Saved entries
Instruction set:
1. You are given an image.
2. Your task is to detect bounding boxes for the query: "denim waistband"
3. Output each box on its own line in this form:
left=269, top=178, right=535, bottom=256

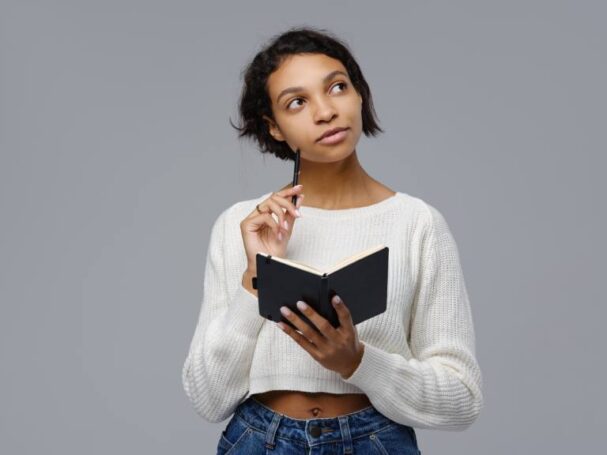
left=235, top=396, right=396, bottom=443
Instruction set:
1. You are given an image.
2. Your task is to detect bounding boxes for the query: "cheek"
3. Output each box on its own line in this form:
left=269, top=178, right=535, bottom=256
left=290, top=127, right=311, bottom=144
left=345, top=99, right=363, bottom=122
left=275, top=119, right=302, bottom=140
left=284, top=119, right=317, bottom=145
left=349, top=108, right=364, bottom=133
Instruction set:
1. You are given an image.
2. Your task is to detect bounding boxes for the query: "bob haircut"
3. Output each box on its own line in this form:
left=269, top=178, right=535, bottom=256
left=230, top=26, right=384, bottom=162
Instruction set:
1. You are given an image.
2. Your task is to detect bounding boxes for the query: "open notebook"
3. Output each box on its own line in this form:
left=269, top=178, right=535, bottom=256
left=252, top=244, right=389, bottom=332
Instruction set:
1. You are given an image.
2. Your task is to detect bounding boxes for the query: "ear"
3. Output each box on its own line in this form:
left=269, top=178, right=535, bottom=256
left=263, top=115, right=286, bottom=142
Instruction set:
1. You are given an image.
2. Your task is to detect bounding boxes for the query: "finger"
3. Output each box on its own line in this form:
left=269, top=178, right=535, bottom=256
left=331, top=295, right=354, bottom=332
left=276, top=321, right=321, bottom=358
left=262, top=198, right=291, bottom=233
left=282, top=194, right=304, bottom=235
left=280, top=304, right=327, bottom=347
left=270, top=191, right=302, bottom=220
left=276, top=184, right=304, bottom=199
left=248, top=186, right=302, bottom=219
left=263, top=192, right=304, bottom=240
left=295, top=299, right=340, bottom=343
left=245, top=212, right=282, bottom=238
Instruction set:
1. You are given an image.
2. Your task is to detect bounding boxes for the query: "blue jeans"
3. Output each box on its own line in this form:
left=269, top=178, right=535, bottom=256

---

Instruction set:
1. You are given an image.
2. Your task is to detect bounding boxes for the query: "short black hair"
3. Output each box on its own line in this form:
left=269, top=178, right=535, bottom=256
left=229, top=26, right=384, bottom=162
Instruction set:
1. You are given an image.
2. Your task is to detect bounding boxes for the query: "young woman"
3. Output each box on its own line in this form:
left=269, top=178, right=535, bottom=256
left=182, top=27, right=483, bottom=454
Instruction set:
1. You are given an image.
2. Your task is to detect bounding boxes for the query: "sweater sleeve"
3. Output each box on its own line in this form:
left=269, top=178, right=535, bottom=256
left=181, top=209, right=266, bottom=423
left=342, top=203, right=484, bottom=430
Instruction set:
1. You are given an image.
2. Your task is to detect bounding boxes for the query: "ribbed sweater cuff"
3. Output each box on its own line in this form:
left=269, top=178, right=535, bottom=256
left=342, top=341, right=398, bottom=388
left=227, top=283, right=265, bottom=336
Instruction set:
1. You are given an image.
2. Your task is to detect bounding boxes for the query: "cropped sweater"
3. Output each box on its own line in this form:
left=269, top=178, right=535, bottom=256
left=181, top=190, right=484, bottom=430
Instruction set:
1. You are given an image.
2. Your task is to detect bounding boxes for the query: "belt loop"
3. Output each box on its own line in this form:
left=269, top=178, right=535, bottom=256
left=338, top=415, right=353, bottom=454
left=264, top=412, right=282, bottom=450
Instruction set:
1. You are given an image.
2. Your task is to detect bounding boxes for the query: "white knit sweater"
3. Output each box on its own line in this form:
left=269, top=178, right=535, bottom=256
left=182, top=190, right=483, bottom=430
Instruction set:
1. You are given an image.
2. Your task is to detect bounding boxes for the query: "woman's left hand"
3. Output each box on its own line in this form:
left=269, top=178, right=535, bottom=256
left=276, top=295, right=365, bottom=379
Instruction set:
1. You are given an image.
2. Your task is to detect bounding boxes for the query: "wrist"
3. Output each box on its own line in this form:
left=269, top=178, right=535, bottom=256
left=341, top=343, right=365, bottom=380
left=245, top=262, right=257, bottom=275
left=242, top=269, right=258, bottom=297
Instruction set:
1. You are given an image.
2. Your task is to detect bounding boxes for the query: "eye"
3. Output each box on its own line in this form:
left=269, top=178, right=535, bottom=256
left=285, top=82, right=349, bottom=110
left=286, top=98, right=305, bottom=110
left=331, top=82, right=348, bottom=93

* **Exercise description**:
Return each line among the entries that holds the word "woman".

* **Response for this exercise**:
2. Your task is to detect bounding boxes for the query: "young woman"
2. Your task is to detect bounding boxes for the query: "woman's left hand"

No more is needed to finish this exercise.